-- Start of DOCUMENT TEXT --
That’s it. The torchtext vocab index will be aligned to your pretrained vectors’ index.


Is there a way to load pre-trained binary word2vec file from gensim?

Loading vectors form the origininal word2vec text based format sometimes may cause some issues, probably because of how text was tokenized during word2vec training (for example including multi-word tokens) or some charecter encoding issues.

For example with my word2vec model if I do what @Boyu_Zhang suggested vectors = Vectors(name=model_name, cache=path) results to the following error

RuntimeError: Vector for token b'\xc2\xa0' has 129 dimensions, but previously read vectors have 128 dimensions. All vectors must have the same number of dimensions.

But I can load the binary file for the vectors using gensim without a problem, so if someone can load the vectors/weights saved in binary format using gensim and somehow load them to Field.vocab that problem would be solved.


1 Like

This is awesome. Thank you.

Is there a way to decouple this
embedding = nn.Embedding(n_embed, embed_dim).from_pretrained(TEXT.vocab.vectors)
from TEXT? This essentially means your embedding layer is a function of your training data. I want to treat my embedding layer as fixed.

Basically, I want to be able to put
embedding = nn.Embedding(n_embed, embed_dim).from_pretrained(..)
in a nn.Module class that loads my pretrained embeddings.

Here’s what I’ve tried:

dummy_text = data.Field()
dummy_text.vocab.set_vectors(stoi=vectors.stoi, vectors=vectors.vectors, dim=vectors.dim)
-- End of DOCUMENT TEXT --
-- Start of ENTRIES PROVIDED --
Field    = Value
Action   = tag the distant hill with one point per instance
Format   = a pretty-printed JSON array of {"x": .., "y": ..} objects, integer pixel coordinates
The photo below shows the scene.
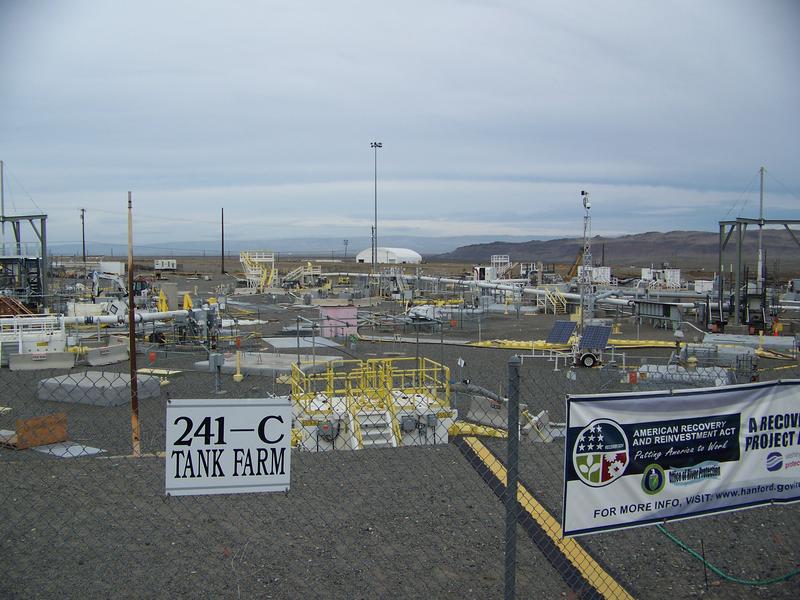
[
  {"x": 680, "y": 248},
  {"x": 310, "y": 245}
]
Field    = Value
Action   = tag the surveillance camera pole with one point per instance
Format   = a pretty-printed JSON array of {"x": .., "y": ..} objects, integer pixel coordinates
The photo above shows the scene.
[
  {"x": 585, "y": 280},
  {"x": 375, "y": 146}
]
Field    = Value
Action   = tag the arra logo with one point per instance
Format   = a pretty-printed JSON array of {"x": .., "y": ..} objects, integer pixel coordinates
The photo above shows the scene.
[
  {"x": 600, "y": 454},
  {"x": 774, "y": 461}
]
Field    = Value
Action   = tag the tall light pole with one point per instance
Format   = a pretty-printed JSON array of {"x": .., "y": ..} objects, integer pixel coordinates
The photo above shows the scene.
[
  {"x": 375, "y": 146},
  {"x": 83, "y": 240}
]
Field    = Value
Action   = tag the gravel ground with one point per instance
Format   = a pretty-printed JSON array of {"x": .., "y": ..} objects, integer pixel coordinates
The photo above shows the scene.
[{"x": 410, "y": 522}]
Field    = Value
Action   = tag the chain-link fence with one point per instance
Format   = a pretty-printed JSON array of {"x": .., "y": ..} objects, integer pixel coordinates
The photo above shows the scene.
[{"x": 402, "y": 485}]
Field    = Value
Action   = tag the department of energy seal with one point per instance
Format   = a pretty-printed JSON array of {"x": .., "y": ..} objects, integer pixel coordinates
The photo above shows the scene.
[
  {"x": 653, "y": 479},
  {"x": 600, "y": 454}
]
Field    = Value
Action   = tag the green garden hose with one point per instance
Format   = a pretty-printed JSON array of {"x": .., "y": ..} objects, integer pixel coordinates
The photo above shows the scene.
[{"x": 718, "y": 571}]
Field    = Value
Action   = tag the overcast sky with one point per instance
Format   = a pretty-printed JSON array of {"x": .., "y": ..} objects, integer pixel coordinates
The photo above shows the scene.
[{"x": 493, "y": 116}]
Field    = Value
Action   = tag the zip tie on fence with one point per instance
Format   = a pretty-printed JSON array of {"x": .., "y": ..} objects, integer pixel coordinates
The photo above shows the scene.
[{"x": 720, "y": 572}]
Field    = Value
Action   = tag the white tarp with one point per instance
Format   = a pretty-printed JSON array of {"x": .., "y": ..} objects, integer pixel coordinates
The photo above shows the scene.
[{"x": 634, "y": 459}]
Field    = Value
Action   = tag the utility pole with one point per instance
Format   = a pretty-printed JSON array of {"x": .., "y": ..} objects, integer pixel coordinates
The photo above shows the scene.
[
  {"x": 760, "y": 276},
  {"x": 2, "y": 205},
  {"x": 135, "y": 430},
  {"x": 375, "y": 146},
  {"x": 83, "y": 240},
  {"x": 585, "y": 279}
]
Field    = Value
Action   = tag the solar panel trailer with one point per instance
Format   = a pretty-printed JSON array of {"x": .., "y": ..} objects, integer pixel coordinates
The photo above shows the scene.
[
  {"x": 593, "y": 341},
  {"x": 561, "y": 332}
]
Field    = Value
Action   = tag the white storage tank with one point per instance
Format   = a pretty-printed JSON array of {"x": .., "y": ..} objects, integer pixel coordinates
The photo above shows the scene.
[{"x": 390, "y": 256}]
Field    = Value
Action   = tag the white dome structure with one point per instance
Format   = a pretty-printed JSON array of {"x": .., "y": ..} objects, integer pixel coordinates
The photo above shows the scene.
[{"x": 390, "y": 256}]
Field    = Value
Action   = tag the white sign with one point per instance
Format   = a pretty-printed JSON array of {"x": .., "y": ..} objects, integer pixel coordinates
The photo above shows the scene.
[
  {"x": 230, "y": 446},
  {"x": 634, "y": 459}
]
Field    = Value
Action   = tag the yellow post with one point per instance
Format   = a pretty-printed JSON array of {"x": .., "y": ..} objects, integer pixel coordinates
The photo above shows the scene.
[{"x": 238, "y": 376}]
-- End of ENTRIES PROVIDED --
OBJECTIVES →
1. According to the forum thread, which library loads the binary word2vec vector file without a problem?
2. Reproduce the forum thread verbatim from "That’s it. The" up to and including "file from gensim?".
The rows are separate material, unrelated to the forum thread.

THE RESPONSES →
1. Gensim.

2.
That’s it. The torchtext vocab index will be aligned to your pretrained vectors’ index.


Is there a way to load pre-trained binary word2vec file from gensim?